- What is needed: Without the images, write out all of the following entries exactly.

- Given data:

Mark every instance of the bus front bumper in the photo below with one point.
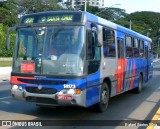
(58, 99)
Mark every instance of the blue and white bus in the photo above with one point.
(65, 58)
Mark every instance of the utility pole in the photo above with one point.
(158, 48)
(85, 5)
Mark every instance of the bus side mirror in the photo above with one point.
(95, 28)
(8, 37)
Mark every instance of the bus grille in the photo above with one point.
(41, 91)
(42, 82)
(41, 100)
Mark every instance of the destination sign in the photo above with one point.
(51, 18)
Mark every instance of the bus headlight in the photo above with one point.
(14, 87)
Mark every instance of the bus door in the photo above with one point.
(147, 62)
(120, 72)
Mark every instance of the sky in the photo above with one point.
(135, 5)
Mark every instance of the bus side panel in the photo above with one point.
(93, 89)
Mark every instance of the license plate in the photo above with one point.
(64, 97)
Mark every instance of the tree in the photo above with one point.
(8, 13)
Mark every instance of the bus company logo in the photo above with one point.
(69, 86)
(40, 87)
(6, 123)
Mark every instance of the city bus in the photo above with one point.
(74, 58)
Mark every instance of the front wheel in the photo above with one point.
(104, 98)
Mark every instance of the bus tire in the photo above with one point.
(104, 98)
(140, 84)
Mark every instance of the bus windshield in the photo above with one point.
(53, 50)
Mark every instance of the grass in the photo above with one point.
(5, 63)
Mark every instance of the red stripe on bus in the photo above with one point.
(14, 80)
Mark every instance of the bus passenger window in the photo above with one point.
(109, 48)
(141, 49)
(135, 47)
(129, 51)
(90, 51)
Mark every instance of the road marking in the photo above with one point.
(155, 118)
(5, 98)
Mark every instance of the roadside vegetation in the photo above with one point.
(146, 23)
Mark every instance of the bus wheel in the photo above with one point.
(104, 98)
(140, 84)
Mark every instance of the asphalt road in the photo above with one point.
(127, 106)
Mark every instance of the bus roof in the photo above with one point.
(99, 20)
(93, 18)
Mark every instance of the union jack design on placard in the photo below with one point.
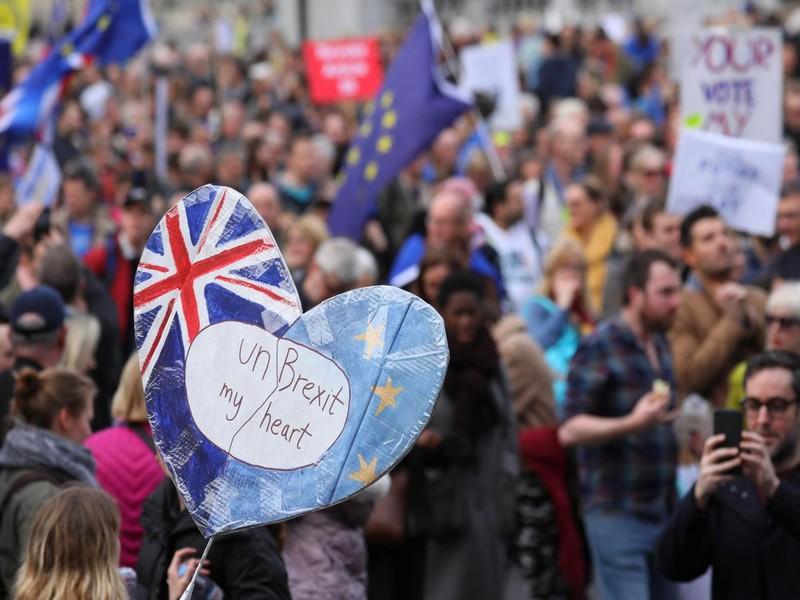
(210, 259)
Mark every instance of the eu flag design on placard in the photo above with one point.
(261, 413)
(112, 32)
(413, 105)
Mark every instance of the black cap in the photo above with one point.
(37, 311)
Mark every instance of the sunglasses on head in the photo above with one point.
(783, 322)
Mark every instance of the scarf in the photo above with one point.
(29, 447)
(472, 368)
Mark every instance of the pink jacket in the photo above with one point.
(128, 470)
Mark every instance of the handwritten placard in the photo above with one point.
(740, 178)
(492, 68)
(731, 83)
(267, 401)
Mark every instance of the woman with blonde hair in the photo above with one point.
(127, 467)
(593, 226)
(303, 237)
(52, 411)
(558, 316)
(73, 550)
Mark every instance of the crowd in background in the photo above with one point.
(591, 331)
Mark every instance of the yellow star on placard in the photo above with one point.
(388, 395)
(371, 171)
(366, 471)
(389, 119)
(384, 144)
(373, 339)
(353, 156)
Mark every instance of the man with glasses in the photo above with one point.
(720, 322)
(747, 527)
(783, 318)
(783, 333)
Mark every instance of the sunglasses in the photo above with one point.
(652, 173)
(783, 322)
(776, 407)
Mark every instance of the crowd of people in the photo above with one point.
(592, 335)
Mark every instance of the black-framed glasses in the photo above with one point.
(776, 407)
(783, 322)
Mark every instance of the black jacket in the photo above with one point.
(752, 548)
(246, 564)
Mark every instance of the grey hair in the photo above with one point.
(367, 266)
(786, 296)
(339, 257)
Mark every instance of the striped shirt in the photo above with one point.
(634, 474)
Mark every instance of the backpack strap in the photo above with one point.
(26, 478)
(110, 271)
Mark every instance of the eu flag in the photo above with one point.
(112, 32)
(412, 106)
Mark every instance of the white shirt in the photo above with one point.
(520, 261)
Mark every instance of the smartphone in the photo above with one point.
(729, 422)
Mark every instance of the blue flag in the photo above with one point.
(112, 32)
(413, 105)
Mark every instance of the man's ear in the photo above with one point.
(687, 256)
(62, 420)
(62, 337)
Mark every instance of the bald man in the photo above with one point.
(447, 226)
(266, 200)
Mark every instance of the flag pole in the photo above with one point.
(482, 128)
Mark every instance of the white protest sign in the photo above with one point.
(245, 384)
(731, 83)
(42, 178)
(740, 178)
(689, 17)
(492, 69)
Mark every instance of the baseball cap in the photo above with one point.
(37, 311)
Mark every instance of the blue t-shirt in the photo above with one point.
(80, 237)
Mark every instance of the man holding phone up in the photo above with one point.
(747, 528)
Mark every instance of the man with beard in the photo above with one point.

- Answer to this exercise:
Mark every instance of the bus front bumper in the photo below with one point.
(58, 99)
Mark every instance of the blue and white bus in the photo above with one point.
(65, 58)
Mark every instance of the utility pole in the photo above with one point.
(158, 48)
(85, 5)
Mark every instance of the bus side mirror in the photo above with one point.
(95, 28)
(8, 37)
Mark every instance of the bus grille in the photo above with one point.
(41, 91)
(42, 82)
(41, 100)
Mark every instance of the destination sign in the photo above with one point.
(51, 18)
Mark every instance of the bus headlight in the photo above with one point.
(14, 87)
Mark every instance of the bus door in the photo above with one point.
(147, 62)
(120, 72)
Mark every instance of the sky in the photo above with one point.
(135, 5)
Mark every instance of the bus side panel in the photo above with one point.
(93, 89)
Mark every instance of the license plate in the photo above with one point.
(64, 97)
Mark every instance of the tree in the photo above with one point.
(8, 13)
Mark every instance of the bus company logo in the photo above with one point.
(69, 86)
(40, 87)
(6, 123)
Mark every instance of the city bus in the photo above with one point.
(74, 58)
Mark every instance of the front wheel in the photo above with one point.
(104, 98)
Mark every instance of the bus tire in the photo above with one point.
(104, 98)
(140, 84)
Mark every instance of the bus windshield in the photo above with one point.
(53, 50)
Mark every instance of the grass in the photo above with one point.
(5, 63)
Mark every instance of the red stripe on bus in the photo above with one point.
(14, 80)
Mark every instance of the bus passenger window in the photo above with one point.
(109, 48)
(141, 49)
(135, 47)
(129, 51)
(90, 51)
Mark every instance of the road marking in the photo above with one point.
(155, 118)
(5, 98)
Mark every instance of the roadside vegetation in the photo above with one point.
(146, 23)
Mark every instance of the bus wheel in the photo above with one point.
(104, 98)
(140, 84)
Mark every instance of the asphalt road in the photo above with one point.
(127, 106)
Mark every instance of the bus roof in the photo above with one point.
(99, 20)
(93, 18)
Mark every instance of the union jack design on placard in the photo below with one point.
(210, 259)
Mark every instance of the eu flag design on placard in the photo above with one point.
(261, 413)
(112, 32)
(413, 105)
Mark every instance of the black cap in the photo above with one point.
(37, 311)
Mark every instance of the sunglasses on head in the photo above with one point.
(783, 322)
Mark every instance of the scarf in the photo above with one point.
(29, 447)
(472, 368)
Mark every instance of the pink jacket in the photo above with one point.
(128, 470)
Mark every instance of the handwritten placard in the photo above with one point.
(740, 178)
(492, 68)
(731, 83)
(267, 401)
Mark every instance of the woman with blonde hair in the photo above with one point.
(127, 467)
(593, 226)
(303, 237)
(52, 411)
(558, 316)
(73, 550)
Mark every instance of the crowd in background in the photo above with one point.
(591, 331)
Mark every instance of the yellow star on placard in the photo above with one point.
(388, 395)
(371, 171)
(366, 471)
(389, 119)
(384, 144)
(373, 339)
(353, 156)
Mark every instance of the man with glasses in the photo above with one point.
(720, 322)
(747, 527)
(783, 318)
(783, 333)
Mark every instance of the sunglasses in the photo above with one point.
(652, 173)
(783, 322)
(776, 407)
Mark every instance of the crowd of people in the photo above with one point.
(592, 335)
Mark every instance of the black-framed glasses in the photo above with one point.
(776, 407)
(783, 322)
Mark every instance of the black jacket in the photo above with one point.
(752, 548)
(246, 564)
Mark every instance of the grey hair in the photo above with one point.
(367, 266)
(786, 296)
(339, 257)
Mark every instance of the striped shirt in the photo above with one point.
(634, 474)
Mark every instance of the backpack strap in the photo above with one point.
(26, 478)
(110, 271)
Mark every instance of the eu flag in the photo above with one point.
(112, 32)
(412, 106)
Mark every instance of the white shirt in the photo above with one point.
(520, 261)
Mark every instance of the smartphone in the photo above with one point.
(729, 422)
Mark every instance of the blue flag in the photo above with one point.
(112, 32)
(413, 105)
Mark every instance of the man's ear in the photo above with one point.
(687, 256)
(62, 420)
(62, 337)
Mark every instance of the bald man in the photo above with one point.
(447, 226)
(266, 200)
Mark every instance of the flag pole in the photo above with one point.
(482, 128)
Mark every instance of the white protest sign in the photo above with one point.
(245, 384)
(731, 83)
(42, 178)
(740, 178)
(689, 17)
(492, 69)
Mark every instance of the baseball cap in the photo above with one point.
(37, 311)
Mark every instance of the blue t-shirt in the photo above with one point.
(80, 237)
Mark every instance of the man holding phone up in the photo above with one point.
(747, 528)
Mark every instance of the man with beard in the photo above with one point.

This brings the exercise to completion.